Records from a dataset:
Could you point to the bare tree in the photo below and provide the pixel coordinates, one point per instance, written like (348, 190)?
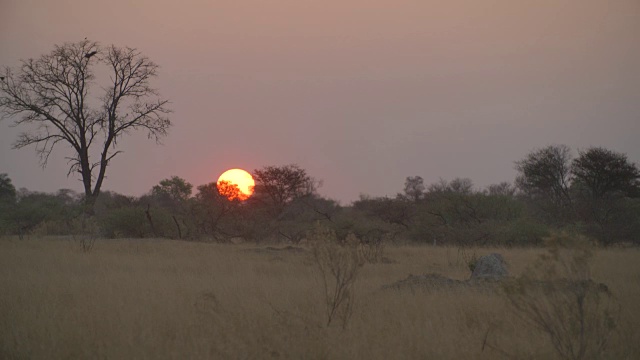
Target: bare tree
(51, 94)
(279, 185)
(546, 173)
(414, 188)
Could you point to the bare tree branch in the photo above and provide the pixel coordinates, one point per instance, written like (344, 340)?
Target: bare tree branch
(50, 95)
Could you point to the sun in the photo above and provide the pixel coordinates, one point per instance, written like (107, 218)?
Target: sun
(236, 184)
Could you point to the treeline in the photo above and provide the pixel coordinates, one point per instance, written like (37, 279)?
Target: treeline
(596, 194)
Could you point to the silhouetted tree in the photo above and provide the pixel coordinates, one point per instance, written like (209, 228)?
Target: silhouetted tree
(7, 190)
(606, 189)
(279, 185)
(546, 173)
(601, 172)
(52, 95)
(502, 189)
(414, 188)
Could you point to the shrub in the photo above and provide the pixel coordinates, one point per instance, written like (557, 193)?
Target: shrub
(339, 264)
(557, 296)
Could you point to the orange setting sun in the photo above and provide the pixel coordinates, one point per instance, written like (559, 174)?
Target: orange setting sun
(241, 179)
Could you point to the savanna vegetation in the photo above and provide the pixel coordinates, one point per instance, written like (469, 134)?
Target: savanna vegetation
(167, 299)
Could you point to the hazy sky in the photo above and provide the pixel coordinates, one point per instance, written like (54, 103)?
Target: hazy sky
(361, 93)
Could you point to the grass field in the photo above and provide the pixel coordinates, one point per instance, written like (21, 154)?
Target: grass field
(162, 299)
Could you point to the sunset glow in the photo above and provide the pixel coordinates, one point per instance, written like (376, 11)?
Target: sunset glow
(236, 184)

▶ _THE PROBLEM_: Copy out the lines from the one containing "Could you point to the grass" through the end of the records, requests included, and offset every number in the answer coordinates by adding 77.

▶ _RESULT_:
Could you point to the grass field in the photo above and provide the pixel coordinates, one point per instance, written like (21, 154)?
Target: grass field
(239, 376)
Could you point to the sunset glow in the photo above and provide the pixel coordinates, one point per instance, written like (376, 11)?
Target: sunset glow
(313, 261)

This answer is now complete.